Our strategy is to build three lists:

  • data: contains the non-zero elements of the matrix
  • row_idxs: contains the row index of each non-zero element
  • col_idxs: contains the column index of each non-zero element

Then we can instantiate a CSC matrix with sparse.csc_matrix((data, (row_idxs, col_idxs))).

  1. Build mappings for visitor_id:row_index and page:col_index.

    # build visitor_id:row_index mapping
    row_keys = {}
    for idx, val in enumerate(visitor_ids):
      row_keys[val] = idx
    
    print(row_keys)
    # {
    #  7040: 0, 
    #  4545: 1, 
    #  ..., 
    #  6584: 8, 
    #  5502: 9
    # }
    
    # build page:col_index mapping
    col_keys = {}
    for idx, val in enumerate(pages):
      col_keys[val] = idx
    
    print(col_keys)
    # {
    #  'tindercoach.com/gqy': 0, 
    #  'tindercoach.com/yez': 1, 
    #  ..., 
    #  'tindercoach.com/eaw': 98, 
    #  'tindercoach.com/eow': 99
    # }
    

    These mappings allow us to get the row / column index for any visitor_id / page.

  2. Determine the row and column index for each data point.

    row_idxs = []
    col_idxs = []
    for key in visits.keys():
        visitor_id = key[0]                   # (1)!
        page = key[1]                         # (2)!
        row_idxs.append(row_keys[visitor_id]) # (3)!
        col_idxs.append(col_keys[page])       # (4)!
    
    1. The keys in visits are tuples of (visitor_id, page)s. Here we fetch the visitor_id from the first position of the current key tuple.

## WRITTEN TASK 1
According to the CSC matrix excerpt, what does the row_idxs list hold?
## WRITTEN TASK 2
Write the next part of the CSC matrix excerpt, starting right after its last sentence.
The records have nothing to do with this.

## PROVIDED DATA
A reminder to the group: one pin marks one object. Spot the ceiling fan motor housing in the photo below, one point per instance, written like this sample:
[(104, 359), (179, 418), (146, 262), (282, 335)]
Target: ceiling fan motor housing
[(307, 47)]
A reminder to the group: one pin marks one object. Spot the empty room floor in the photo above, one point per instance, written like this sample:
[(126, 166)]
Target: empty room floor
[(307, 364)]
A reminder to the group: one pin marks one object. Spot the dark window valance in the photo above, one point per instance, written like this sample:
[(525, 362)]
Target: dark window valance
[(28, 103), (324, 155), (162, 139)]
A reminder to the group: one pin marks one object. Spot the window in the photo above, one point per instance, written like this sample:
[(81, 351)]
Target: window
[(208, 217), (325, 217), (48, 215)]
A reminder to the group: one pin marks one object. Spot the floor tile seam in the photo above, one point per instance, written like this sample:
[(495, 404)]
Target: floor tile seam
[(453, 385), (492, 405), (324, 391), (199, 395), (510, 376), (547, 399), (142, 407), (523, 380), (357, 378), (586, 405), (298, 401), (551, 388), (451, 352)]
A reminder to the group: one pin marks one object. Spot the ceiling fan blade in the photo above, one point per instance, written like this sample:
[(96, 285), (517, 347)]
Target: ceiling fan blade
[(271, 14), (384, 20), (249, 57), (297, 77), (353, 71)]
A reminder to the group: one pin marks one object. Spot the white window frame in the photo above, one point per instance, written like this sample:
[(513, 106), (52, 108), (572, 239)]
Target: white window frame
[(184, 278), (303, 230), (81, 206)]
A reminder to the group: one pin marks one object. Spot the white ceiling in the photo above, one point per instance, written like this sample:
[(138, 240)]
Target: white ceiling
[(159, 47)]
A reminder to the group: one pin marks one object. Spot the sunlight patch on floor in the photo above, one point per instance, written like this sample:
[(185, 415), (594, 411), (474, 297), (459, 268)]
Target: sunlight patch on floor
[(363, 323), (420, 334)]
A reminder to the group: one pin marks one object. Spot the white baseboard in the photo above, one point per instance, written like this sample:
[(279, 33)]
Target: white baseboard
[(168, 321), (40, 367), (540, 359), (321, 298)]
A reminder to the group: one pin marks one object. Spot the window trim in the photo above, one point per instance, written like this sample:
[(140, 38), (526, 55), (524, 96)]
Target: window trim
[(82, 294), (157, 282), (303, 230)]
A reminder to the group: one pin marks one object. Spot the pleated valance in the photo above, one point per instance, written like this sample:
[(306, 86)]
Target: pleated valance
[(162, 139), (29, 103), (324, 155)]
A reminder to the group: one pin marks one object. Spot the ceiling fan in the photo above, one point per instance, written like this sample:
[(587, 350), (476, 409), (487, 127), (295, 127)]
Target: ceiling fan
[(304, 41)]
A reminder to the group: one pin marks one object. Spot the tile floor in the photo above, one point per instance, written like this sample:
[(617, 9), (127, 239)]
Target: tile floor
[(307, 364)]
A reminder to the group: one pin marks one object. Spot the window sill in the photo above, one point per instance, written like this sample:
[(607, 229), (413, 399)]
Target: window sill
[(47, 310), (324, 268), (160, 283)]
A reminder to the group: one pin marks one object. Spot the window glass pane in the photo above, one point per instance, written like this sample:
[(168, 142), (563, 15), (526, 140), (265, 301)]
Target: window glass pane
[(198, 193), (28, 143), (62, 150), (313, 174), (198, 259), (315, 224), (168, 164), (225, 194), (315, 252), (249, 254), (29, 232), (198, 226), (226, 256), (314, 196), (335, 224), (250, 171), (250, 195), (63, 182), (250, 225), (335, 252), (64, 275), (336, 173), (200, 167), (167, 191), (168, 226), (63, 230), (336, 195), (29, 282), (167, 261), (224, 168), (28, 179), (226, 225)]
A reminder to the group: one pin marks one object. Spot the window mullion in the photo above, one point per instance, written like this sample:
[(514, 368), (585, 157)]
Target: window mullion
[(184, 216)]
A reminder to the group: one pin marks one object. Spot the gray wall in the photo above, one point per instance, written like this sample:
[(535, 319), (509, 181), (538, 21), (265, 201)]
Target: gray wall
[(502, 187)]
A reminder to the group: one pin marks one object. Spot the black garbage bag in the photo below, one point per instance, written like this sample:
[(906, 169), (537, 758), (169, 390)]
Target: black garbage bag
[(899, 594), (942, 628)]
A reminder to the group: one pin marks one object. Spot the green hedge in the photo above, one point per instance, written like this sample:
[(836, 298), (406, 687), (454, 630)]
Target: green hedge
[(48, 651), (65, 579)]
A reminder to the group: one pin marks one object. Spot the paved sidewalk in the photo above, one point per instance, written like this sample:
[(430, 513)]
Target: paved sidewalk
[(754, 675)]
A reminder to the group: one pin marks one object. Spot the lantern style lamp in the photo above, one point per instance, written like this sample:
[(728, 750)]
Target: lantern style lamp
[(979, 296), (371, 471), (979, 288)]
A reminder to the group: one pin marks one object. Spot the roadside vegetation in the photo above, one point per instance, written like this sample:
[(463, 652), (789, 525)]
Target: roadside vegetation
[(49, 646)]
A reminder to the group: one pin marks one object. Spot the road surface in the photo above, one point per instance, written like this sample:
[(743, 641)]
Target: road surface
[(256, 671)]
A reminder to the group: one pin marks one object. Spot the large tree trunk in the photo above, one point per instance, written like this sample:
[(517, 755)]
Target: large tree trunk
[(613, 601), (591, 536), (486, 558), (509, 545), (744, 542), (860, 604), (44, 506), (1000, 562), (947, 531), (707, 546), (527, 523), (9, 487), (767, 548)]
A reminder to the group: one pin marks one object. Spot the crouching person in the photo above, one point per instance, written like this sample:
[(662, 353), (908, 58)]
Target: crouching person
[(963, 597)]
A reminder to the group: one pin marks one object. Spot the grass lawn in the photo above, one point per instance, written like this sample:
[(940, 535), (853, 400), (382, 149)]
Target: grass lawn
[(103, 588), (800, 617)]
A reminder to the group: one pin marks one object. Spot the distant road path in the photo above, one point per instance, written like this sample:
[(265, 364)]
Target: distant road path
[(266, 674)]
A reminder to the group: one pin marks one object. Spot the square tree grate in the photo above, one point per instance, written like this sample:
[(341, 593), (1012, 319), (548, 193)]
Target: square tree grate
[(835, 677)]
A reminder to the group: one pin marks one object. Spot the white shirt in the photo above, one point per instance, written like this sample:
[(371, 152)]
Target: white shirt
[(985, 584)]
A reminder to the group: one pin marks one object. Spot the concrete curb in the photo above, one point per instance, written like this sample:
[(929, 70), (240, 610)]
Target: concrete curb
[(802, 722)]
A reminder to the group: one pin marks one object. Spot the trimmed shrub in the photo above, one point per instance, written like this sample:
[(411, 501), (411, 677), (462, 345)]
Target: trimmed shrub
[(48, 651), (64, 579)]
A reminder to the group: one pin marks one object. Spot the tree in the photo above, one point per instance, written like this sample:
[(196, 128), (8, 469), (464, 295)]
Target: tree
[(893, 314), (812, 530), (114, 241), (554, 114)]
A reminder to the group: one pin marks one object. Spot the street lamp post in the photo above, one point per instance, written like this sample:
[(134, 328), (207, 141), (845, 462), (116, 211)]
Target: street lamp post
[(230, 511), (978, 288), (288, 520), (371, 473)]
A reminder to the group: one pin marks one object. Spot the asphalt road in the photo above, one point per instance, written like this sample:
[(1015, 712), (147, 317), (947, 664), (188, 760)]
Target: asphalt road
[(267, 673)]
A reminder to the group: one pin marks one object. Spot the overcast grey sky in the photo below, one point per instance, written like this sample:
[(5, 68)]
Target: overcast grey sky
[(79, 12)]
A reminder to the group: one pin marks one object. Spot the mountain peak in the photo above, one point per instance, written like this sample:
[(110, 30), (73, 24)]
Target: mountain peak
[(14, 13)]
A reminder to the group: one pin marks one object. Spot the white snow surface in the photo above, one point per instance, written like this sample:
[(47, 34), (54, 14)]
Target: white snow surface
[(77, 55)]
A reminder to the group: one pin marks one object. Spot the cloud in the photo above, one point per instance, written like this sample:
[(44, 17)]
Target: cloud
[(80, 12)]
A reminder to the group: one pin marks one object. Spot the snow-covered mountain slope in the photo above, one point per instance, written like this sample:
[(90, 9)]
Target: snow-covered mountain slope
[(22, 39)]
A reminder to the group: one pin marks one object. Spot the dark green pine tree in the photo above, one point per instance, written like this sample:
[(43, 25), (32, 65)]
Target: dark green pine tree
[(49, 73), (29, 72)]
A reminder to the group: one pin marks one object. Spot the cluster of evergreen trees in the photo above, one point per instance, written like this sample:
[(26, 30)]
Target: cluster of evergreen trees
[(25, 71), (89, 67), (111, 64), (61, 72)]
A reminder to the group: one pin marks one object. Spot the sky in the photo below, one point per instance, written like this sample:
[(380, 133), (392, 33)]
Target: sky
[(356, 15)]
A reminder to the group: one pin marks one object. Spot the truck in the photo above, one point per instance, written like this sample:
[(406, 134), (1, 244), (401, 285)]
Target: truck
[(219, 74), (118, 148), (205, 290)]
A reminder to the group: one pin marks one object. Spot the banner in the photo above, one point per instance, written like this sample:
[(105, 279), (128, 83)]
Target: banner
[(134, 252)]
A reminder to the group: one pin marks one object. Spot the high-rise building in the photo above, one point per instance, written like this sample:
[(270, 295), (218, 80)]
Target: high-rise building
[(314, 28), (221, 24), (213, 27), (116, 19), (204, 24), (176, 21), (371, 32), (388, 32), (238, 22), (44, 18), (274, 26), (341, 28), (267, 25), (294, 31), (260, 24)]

## EXERCISE ANSWER 1
The row index of each non-zero element of the matrix.

## EXERCISE ANSWER 2
    2. The keys in visits are tuples of (visitor_id, page)s. Here we fetch the page from the second position of the current key tuple.
    3. row_keys[visitor_id] gives us the row index for the current visitor_id. We append this to row_idxs.
    4. col_keys[page] gives us the row index for the current page. We append this to col_idxs.
  3. Build the csc_matrix.

    data = list(visits.values())  # (1)!
    mat = sparse.csc_matrix((data, (row_idxs, col_idxs)))
    
    1. visits.values() returns the number of times each visitor visited each page.

      print(visits.values())
      # dict_values([1, 1, 1, 1, 2, 1, 1, 2, ...])
      

      ..but it returns this as a dict_values instance. We convert it to list so it can be properly handled by csc_matrix() in the next step.

  4. Print the sub matrix showing visitors 1443, 6584, and 7040 and pages tindercoach.com/chl, tindercoach.com/nky, and tindercoach.com/zmr.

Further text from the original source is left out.